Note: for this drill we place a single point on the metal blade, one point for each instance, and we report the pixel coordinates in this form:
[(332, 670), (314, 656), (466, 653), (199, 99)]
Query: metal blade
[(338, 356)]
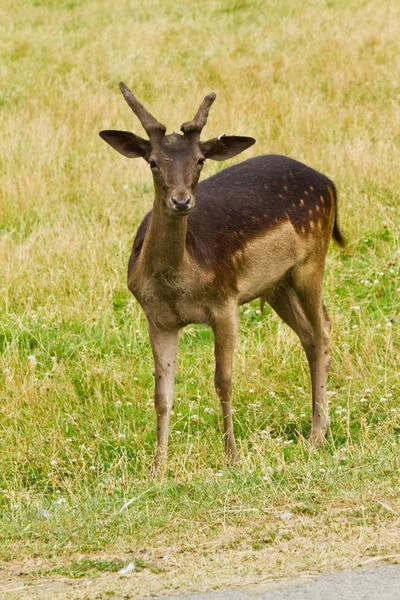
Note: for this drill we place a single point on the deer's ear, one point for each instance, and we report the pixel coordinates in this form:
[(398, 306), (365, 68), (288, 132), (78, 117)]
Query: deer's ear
[(225, 146), (126, 143)]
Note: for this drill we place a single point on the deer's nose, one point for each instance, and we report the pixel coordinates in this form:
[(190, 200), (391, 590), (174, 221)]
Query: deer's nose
[(181, 205)]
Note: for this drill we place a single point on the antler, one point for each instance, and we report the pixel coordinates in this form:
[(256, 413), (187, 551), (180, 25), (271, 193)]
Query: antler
[(200, 119), (150, 124)]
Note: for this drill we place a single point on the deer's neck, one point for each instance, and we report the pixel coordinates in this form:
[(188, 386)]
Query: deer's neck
[(164, 245)]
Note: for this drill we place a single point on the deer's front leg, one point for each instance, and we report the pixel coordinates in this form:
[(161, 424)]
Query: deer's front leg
[(225, 334), (165, 348)]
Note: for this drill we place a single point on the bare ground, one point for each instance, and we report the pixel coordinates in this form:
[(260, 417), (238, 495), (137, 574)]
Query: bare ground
[(305, 549)]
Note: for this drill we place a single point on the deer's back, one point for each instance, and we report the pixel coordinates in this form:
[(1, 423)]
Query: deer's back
[(249, 202)]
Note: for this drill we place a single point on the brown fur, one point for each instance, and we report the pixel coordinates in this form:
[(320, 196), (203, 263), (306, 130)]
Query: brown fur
[(259, 229)]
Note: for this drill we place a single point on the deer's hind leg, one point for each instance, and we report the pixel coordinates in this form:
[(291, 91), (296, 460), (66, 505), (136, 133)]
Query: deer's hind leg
[(300, 305)]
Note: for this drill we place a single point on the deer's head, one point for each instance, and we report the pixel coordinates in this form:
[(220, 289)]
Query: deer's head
[(175, 160)]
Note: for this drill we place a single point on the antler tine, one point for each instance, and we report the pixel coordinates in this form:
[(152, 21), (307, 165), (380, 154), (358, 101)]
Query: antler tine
[(150, 124), (200, 119)]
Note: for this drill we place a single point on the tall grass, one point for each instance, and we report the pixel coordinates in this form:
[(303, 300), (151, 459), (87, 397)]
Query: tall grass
[(318, 81)]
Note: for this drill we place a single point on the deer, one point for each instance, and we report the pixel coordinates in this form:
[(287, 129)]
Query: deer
[(259, 229)]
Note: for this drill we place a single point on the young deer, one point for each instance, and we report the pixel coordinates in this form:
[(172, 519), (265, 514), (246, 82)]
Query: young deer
[(259, 229)]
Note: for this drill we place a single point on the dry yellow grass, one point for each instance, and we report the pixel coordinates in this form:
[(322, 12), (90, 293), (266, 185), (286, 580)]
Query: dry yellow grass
[(318, 81)]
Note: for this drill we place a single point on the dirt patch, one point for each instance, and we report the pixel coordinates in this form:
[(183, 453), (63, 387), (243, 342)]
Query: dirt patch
[(226, 563)]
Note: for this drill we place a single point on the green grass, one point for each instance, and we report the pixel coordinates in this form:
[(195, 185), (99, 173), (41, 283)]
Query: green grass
[(317, 81)]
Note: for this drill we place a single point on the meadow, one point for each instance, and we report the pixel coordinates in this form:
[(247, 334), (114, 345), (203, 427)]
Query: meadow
[(318, 81)]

★ ★ ★ ★ ★ ★ ★

Using the listing above, return word for word each line from the one that has "Query: deer's hind leg" through the one that has "the meadow, one", and no line outside that range.

Query: deer's hind leg
[(300, 305)]
Note: for this drill we place a single point on the deer's head, one point for each instance, and we report the pixel coordinates in this form:
[(220, 289)]
Query: deer's head
[(175, 160)]
Note: for this drill we place a single point on the antler tine, one point for each instance, and we report the pixel coordinates in this form:
[(152, 21), (307, 165), (380, 154), (358, 101)]
Query: antler tine
[(150, 124), (200, 119)]
Note: for this drill we place a single point on the tall grass, one point for each instance, and we report the pixel coordinates in this form:
[(303, 300), (151, 459), (87, 397)]
Query: tall grass
[(318, 81)]
Note: for this drill we place a single point on the deer, one point for each instance, and we report the pixel coordinates in this form:
[(287, 129)]
Query: deer
[(259, 229)]
Note: for this drill we place a single point on the young deer, one point for each instance, and we report the pixel coordinates in this form:
[(172, 519), (265, 514), (246, 82)]
Query: young deer
[(259, 229)]
Note: for this drill we place a single point on the dry yellow grass, one point for each instance, and we report the pixel coordinates in this form:
[(322, 12), (90, 293), (266, 185), (286, 580)]
Query: dry yellow grass
[(318, 81)]
Note: for this drill we place a single point on the dirt patch, one point for each instance, and we report the pixel coordinates in this form:
[(183, 453), (63, 387), (243, 342)]
Query: dirt patch
[(226, 563)]
Note: for this drill we place a single point on the green grass, one point for each instance, and we report the pixel coordinates in this form:
[(195, 185), (99, 173), (41, 283)]
Query: green grass
[(317, 81)]
Note: for this drill we place a single point on the meadow, one point for each instance, and we report the pixel coordinates in this form:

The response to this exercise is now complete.